● **What the exercise asks**
Which rows below contain the string "eucalyptus"? Pick out each one and copy it in full.

● **Data supplied**

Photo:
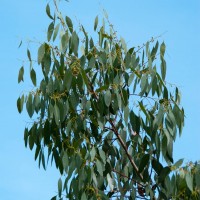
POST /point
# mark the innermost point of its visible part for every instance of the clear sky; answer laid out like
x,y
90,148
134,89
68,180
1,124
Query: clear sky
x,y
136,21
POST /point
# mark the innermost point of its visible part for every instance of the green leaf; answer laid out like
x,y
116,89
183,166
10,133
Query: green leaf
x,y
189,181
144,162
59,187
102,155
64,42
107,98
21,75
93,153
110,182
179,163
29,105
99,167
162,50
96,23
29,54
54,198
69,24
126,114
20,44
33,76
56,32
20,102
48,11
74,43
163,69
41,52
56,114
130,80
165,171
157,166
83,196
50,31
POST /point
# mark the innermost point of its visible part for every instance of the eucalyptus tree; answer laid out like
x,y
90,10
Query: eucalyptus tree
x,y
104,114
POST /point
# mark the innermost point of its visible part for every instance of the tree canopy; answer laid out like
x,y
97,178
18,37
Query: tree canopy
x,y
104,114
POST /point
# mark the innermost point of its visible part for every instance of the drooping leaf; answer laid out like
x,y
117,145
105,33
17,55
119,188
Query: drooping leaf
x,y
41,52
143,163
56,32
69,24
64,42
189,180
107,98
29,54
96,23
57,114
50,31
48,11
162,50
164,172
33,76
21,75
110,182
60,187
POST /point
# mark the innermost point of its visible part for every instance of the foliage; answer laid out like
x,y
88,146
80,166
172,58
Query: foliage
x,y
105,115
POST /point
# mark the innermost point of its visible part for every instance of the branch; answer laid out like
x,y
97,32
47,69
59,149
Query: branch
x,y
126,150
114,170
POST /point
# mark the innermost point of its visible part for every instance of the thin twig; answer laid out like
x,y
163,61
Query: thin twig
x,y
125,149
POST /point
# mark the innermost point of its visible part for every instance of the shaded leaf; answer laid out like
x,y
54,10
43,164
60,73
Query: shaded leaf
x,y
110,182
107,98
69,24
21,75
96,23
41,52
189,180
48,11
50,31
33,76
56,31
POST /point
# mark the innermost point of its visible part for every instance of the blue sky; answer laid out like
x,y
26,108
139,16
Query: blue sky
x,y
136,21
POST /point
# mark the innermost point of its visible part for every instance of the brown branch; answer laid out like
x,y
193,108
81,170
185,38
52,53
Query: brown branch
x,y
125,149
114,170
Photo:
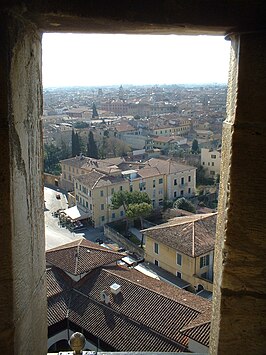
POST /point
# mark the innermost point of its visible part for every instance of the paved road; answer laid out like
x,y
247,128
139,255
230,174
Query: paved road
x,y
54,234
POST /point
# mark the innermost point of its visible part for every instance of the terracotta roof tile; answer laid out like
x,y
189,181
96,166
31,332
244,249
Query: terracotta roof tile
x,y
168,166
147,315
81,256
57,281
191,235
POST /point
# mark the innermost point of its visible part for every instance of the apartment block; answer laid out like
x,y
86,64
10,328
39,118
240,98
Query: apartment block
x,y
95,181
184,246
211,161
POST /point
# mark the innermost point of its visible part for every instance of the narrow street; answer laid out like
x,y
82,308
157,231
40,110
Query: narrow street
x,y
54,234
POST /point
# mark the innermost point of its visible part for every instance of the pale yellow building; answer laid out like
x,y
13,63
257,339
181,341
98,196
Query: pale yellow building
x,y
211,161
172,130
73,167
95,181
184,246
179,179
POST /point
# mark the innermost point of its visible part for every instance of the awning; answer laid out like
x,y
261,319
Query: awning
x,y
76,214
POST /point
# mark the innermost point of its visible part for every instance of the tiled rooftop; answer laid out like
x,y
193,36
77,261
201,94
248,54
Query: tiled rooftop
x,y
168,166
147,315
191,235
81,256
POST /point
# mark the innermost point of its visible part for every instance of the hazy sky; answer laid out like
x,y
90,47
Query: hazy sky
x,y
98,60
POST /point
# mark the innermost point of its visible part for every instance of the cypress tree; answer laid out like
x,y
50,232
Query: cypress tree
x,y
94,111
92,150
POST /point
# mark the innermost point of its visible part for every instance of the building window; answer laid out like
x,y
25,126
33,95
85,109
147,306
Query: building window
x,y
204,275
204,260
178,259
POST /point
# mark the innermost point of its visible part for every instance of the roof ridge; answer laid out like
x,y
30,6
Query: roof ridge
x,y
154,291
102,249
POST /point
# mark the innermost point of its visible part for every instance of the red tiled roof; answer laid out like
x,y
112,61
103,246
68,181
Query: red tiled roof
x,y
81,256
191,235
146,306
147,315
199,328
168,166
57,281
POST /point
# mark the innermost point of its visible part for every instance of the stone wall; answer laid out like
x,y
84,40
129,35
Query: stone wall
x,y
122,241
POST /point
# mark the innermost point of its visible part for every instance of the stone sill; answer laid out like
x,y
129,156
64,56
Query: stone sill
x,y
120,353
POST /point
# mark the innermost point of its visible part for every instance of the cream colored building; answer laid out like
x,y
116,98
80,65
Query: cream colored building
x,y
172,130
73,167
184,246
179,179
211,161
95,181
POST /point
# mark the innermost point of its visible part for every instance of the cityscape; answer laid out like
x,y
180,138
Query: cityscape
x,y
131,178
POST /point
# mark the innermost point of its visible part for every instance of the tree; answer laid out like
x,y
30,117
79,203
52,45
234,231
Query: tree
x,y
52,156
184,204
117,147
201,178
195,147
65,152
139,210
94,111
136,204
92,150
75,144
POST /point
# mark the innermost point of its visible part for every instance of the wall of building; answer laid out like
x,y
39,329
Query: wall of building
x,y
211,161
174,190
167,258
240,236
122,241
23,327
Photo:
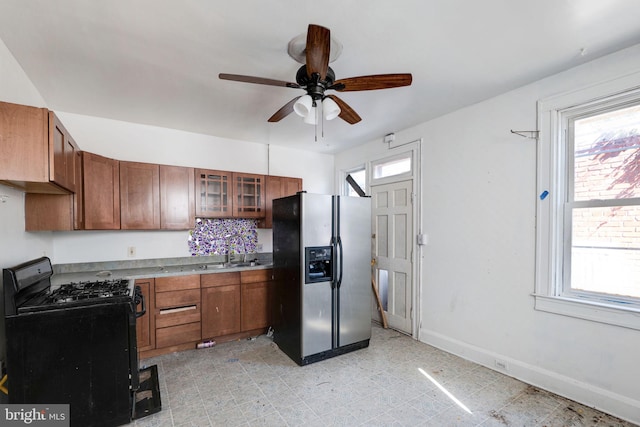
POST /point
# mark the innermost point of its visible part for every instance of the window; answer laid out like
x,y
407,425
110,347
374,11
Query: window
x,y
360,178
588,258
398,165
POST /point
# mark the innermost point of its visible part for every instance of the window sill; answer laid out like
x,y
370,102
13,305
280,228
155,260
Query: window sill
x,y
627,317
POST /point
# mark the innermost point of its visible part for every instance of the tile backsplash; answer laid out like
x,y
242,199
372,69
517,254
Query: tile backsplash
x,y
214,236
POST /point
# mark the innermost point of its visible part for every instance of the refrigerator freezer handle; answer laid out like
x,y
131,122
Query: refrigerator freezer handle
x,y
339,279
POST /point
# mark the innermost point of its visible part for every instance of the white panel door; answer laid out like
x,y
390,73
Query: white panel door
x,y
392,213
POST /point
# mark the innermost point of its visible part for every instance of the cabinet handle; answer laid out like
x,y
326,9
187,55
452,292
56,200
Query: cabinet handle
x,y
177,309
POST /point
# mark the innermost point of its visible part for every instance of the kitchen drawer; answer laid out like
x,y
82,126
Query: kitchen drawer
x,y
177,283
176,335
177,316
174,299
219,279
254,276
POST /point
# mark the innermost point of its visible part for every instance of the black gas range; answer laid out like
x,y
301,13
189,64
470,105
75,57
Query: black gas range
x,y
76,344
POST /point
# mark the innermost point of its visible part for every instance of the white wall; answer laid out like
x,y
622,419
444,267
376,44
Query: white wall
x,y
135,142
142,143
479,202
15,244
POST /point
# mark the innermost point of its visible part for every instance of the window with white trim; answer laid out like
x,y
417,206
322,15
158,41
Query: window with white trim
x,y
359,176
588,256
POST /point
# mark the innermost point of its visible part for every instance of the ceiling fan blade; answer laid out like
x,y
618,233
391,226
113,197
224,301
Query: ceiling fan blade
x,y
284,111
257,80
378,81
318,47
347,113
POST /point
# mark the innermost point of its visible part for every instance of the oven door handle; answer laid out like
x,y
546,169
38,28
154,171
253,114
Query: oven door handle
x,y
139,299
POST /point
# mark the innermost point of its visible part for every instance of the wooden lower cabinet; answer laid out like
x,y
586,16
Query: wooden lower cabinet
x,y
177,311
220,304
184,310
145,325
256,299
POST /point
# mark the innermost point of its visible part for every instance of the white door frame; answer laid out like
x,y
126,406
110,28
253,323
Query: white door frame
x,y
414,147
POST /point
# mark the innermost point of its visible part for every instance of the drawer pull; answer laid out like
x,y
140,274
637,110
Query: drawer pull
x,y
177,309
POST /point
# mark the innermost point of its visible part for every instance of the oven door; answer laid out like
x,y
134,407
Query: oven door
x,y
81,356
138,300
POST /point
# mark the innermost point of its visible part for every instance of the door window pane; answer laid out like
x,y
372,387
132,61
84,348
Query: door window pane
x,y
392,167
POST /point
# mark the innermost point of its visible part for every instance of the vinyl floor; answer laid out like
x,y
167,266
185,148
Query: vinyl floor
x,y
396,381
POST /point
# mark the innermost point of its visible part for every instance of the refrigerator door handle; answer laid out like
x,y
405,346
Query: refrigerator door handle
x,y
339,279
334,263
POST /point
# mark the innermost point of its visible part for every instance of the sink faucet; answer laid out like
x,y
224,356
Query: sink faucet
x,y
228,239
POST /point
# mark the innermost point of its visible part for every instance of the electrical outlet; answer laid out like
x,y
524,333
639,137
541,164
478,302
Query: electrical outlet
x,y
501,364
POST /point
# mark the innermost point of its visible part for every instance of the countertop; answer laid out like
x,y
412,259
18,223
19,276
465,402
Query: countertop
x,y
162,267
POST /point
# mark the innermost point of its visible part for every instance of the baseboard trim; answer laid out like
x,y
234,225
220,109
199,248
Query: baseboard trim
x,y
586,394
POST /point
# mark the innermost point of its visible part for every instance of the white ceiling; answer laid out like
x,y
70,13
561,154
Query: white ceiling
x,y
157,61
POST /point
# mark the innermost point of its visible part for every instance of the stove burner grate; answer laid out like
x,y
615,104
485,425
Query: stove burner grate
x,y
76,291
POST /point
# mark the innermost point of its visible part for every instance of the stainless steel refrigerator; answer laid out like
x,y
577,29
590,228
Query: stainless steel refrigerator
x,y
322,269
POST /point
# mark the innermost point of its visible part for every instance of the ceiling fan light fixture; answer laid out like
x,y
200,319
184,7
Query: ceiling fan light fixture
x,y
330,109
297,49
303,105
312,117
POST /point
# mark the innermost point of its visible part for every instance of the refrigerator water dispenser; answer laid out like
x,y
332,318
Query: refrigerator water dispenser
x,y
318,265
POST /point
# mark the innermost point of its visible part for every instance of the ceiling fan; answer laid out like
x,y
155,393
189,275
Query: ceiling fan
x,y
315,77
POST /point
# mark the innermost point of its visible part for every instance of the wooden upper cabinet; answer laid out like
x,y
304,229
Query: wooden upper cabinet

● **Exercise response**
# mark the innermost point of its visible part for every instance of the eucalyptus tree; answer laid out like
Query: eucalyptus tree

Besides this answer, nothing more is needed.